### REQUIREMENT
Extract from the listing each line in which the word "compact" appears.

### EXERCISE DATA

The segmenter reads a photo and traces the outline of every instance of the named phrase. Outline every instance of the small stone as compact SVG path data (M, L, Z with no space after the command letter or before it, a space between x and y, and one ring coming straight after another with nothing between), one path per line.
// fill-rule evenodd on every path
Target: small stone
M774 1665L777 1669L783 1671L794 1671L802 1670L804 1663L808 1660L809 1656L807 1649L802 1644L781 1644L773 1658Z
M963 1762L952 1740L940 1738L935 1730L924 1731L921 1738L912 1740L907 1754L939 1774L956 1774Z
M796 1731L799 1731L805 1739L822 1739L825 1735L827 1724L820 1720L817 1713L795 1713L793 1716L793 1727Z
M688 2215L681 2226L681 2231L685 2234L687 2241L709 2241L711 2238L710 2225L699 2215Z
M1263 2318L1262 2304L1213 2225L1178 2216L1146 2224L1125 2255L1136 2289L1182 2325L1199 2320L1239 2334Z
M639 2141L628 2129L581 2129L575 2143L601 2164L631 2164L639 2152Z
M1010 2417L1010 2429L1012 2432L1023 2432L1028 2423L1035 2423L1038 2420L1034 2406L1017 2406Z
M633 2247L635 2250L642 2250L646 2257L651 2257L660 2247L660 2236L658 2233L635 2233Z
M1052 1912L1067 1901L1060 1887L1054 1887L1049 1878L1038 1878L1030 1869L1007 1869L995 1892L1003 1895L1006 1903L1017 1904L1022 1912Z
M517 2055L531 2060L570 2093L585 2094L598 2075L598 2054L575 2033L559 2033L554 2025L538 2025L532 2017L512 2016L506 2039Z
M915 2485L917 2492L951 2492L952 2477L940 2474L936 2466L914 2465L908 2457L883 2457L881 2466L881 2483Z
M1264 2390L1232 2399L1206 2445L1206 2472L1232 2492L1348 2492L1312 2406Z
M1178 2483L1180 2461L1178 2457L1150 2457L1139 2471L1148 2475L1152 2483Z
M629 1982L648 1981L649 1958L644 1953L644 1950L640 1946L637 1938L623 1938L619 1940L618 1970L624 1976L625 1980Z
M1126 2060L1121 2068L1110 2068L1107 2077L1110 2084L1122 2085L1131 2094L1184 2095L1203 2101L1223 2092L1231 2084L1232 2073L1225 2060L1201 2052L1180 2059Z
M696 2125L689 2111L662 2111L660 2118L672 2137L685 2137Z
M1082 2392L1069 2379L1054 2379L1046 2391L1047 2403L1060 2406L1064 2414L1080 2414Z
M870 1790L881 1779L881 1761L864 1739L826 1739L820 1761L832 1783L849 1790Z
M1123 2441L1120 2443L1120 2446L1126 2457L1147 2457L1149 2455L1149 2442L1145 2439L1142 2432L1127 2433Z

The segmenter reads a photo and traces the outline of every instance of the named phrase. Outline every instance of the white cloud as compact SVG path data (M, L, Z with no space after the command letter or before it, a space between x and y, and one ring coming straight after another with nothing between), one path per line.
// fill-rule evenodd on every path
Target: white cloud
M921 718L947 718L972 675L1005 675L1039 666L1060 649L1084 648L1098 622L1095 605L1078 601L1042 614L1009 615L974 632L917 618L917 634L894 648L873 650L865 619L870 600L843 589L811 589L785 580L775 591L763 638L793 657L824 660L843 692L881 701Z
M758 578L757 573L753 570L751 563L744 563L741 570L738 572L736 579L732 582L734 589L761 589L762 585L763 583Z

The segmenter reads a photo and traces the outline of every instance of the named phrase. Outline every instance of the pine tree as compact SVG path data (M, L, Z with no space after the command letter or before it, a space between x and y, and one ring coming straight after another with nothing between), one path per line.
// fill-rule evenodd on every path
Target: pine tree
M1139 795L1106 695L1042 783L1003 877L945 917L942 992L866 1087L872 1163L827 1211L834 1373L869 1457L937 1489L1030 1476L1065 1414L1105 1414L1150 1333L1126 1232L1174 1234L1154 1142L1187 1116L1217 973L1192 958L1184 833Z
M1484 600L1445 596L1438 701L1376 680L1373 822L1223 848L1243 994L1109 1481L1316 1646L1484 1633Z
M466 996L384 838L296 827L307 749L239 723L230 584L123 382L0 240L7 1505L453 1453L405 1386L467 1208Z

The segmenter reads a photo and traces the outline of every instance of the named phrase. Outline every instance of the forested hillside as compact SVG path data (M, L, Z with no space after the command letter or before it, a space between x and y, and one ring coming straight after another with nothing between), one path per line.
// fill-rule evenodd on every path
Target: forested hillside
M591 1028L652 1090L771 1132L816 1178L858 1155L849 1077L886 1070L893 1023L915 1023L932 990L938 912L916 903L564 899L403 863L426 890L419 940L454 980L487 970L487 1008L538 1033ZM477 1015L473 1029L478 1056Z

### EXERCISE SOLUTION
The segmenter reads a photo and traces the outline of every instance of the named phrase. Outline every instance of the small stone as compact SVG path data (M, L, Z with no space after the command letter or before it, a space between x and y, and one ring coming straight after another with nothing between), one path per line.
The segmenter reads a photo and traces the outline of every instance of the named phrase. Outline every instance of the white cloud as compact SVG path data (M, L, Z with no space after the command letter or before it, a space between x and y, and one ring coming straight after another with nothing between), one path per line.
The segmenter reads a photo and traces the outline of every instance of the named phrase. Outline every instance of the pine tree as compact SVG path data (M, L, Z with no space after the command letter or before it, a space between x and y, and one ring coming straight after another with nothing between), one path per line.
The segmenter reads a photo and traces the outline of every instance of the named phrase. Outline every instance of the forested hillside as compact SVG path data (M, L, Z with no space after the command letter or before it, a space between x and y, and one ring coming straight after another with nothing between), one path per line.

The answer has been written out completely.